§ Listed records:
=-=-=-=-=

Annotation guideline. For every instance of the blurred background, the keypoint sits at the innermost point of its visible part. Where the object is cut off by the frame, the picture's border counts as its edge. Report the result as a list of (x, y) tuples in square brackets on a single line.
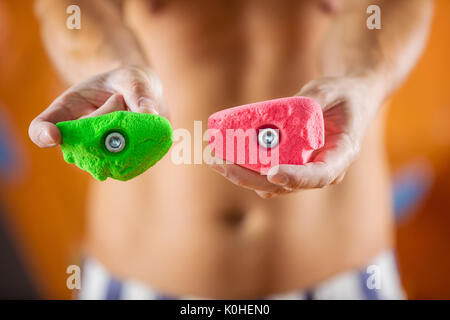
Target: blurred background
[(38, 242)]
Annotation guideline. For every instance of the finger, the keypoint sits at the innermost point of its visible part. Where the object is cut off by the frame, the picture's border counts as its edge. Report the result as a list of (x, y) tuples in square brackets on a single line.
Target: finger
[(244, 177), (114, 103), (264, 194), (339, 179), (328, 165), (269, 195), (43, 131), (44, 134), (141, 90)]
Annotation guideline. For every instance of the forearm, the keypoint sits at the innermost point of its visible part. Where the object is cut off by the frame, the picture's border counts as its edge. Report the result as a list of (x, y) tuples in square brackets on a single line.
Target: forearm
[(102, 43), (385, 56)]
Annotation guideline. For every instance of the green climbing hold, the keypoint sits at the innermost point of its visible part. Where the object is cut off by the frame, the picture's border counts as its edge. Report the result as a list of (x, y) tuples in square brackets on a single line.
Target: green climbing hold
[(120, 145)]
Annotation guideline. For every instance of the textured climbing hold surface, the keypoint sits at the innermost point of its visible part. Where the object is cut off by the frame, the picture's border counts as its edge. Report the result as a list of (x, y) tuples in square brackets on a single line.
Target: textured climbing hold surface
[(120, 145), (243, 135)]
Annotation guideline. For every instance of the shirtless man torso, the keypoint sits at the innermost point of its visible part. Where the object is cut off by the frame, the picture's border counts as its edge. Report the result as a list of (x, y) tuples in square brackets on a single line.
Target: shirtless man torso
[(186, 230)]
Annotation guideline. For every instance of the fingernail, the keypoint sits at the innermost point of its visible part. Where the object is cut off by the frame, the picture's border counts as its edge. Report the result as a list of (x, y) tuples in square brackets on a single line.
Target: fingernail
[(279, 179), (265, 195), (148, 105), (219, 169), (45, 139)]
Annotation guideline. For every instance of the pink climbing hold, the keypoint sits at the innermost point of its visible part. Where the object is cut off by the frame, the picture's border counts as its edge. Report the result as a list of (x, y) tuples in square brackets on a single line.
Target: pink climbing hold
[(261, 135)]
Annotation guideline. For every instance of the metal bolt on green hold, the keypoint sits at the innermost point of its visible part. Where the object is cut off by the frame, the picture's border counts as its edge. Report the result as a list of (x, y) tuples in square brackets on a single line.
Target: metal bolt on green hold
[(120, 145)]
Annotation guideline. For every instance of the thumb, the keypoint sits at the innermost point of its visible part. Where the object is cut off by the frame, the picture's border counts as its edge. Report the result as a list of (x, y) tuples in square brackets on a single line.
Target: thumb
[(141, 91), (322, 92)]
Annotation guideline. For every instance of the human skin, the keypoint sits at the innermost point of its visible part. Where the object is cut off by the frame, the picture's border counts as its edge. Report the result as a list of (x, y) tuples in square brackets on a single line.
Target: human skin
[(186, 230)]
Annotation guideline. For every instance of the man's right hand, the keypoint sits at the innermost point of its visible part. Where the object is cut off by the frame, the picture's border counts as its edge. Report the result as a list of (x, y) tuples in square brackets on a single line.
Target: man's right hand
[(137, 89)]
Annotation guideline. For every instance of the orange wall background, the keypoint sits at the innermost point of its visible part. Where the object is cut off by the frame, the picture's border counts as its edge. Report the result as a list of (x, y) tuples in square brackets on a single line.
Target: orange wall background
[(48, 223)]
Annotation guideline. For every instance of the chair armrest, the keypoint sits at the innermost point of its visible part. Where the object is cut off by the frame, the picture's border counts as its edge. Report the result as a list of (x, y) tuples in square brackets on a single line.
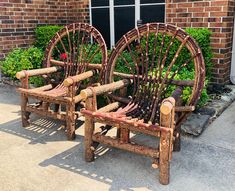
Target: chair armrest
[(37, 72), (167, 105), (74, 79), (89, 92)]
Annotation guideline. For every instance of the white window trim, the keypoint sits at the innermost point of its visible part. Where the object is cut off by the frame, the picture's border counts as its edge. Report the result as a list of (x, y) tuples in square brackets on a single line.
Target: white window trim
[(111, 7)]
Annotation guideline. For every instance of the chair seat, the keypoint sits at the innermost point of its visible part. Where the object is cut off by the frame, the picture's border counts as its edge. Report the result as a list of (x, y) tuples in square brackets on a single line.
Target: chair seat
[(121, 117), (46, 91)]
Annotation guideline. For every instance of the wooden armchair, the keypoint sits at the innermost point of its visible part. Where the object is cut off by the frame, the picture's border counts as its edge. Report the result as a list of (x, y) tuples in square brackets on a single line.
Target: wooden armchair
[(142, 80), (70, 62)]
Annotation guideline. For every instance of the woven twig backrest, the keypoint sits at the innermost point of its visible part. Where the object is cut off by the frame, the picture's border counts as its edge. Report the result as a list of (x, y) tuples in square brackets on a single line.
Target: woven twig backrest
[(156, 56), (74, 47)]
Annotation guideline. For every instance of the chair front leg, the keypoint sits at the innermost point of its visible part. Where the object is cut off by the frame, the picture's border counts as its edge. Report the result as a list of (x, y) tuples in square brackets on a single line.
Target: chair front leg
[(70, 120), (24, 113), (70, 114), (164, 160), (24, 101), (89, 131), (167, 113)]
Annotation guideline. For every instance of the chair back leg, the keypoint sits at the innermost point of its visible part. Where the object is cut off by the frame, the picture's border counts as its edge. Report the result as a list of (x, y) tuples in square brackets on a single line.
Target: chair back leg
[(24, 114), (89, 131)]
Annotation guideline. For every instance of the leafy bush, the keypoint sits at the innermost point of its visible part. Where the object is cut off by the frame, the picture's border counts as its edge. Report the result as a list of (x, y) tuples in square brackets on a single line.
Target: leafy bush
[(20, 59), (44, 35), (202, 37)]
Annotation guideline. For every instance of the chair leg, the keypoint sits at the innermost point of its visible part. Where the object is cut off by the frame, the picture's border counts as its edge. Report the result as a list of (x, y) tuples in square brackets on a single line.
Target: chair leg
[(24, 114), (57, 107), (118, 134), (177, 141), (164, 164), (124, 135), (89, 130), (70, 121)]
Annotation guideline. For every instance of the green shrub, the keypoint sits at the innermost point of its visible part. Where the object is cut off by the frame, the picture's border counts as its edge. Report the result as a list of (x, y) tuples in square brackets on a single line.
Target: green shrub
[(44, 35), (202, 37), (20, 59)]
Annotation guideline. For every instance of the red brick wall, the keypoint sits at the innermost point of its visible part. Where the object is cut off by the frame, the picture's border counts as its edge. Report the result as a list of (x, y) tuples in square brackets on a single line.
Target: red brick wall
[(18, 19), (218, 16)]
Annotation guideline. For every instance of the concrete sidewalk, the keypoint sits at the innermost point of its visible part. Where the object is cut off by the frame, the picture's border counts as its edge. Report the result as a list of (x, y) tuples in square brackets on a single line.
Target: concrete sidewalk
[(40, 158)]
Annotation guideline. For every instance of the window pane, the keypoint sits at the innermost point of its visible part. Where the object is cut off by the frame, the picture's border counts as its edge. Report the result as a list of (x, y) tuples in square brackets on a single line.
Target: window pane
[(124, 20), (100, 20), (96, 3), (152, 13), (123, 2), (151, 1)]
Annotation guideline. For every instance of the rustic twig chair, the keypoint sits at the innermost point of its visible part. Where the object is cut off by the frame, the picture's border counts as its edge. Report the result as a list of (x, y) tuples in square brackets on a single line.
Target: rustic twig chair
[(146, 96), (69, 60)]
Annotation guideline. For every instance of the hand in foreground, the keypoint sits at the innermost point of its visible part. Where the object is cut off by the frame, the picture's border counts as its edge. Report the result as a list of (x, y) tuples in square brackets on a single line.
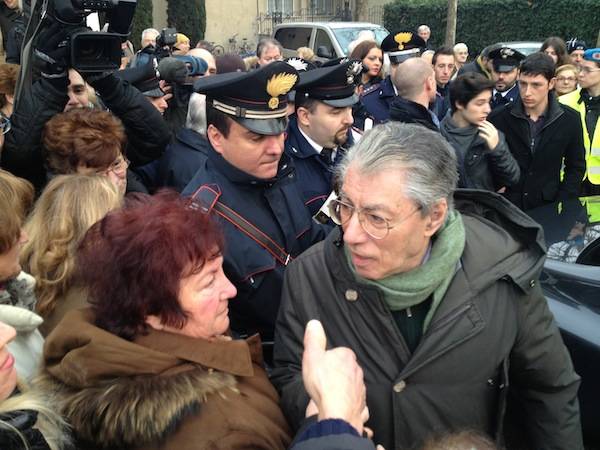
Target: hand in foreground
[(489, 133), (333, 379)]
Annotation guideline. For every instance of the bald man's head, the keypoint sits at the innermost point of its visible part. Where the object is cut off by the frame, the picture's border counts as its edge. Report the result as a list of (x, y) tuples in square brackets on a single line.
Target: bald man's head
[(411, 77), (206, 56)]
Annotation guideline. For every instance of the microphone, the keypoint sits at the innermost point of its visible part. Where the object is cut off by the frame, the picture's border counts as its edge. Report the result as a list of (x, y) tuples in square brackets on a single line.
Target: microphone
[(172, 70)]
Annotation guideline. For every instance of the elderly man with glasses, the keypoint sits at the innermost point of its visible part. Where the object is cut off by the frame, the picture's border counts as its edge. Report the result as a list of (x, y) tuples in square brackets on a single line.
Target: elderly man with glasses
[(440, 303)]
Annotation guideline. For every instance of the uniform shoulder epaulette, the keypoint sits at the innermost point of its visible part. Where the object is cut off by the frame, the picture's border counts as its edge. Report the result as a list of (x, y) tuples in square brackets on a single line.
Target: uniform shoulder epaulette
[(371, 88)]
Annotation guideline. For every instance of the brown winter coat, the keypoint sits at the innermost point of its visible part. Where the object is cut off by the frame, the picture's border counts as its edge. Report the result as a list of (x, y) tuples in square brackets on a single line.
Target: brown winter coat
[(162, 391)]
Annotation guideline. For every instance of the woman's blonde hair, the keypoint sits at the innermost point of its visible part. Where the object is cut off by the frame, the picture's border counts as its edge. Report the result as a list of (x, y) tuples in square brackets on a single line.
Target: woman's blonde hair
[(16, 198), (52, 426), (67, 208)]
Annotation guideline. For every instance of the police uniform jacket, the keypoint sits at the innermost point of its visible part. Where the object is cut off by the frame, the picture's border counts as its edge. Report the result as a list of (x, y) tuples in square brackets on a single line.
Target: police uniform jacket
[(180, 162), (378, 99), (540, 160), (492, 332), (313, 175), (511, 96), (273, 206)]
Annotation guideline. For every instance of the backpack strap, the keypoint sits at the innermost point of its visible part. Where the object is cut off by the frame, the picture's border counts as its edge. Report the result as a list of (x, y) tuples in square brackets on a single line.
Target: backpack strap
[(206, 199)]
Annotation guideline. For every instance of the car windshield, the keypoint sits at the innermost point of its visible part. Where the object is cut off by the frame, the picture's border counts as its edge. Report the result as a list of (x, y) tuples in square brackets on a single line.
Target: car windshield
[(572, 230), (347, 35)]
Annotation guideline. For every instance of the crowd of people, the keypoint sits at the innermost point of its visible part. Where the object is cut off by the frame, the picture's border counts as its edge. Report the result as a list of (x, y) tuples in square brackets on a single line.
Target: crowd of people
[(289, 253)]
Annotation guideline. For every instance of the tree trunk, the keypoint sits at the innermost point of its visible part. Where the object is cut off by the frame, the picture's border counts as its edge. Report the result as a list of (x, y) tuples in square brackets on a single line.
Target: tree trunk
[(451, 23), (360, 10)]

=-=-=-=-=

§ Exercise aim: Write out only what runs from the line holding "Annotation guideline. For every instance of the car" through the last line of the records, exactly as shown.

§ Completed task:
Annotation guideline. For every instance of the car windshield, the keypoint sits at the innermost point of its visible part. Where the object is cut off by the frame, the picture's border counts as its edge. Report the result as a list of (x, y) tuples in square brackets on a single line.
Target: car windshield
[(572, 230), (347, 35)]
Annotation guideline. For every instance of the crowd of people, the keypoint sits at the innermost point of its visible part. Where the object is cut off by the frame, the picture's border counts as its edge. Report the result as a list of (x, y) tuples in square brackets on a single line.
Target: crowd of people
[(289, 253)]
Annotation guideline. For every instance of the tree trunk, the keypoint sits at the innermost point of its visible part. Where the object is cut off by the frame, the picture's border counts as its edge. Report the result as a list of (x, y) tuples in square brackets on a single line.
Target: tree trunk
[(451, 23), (360, 10)]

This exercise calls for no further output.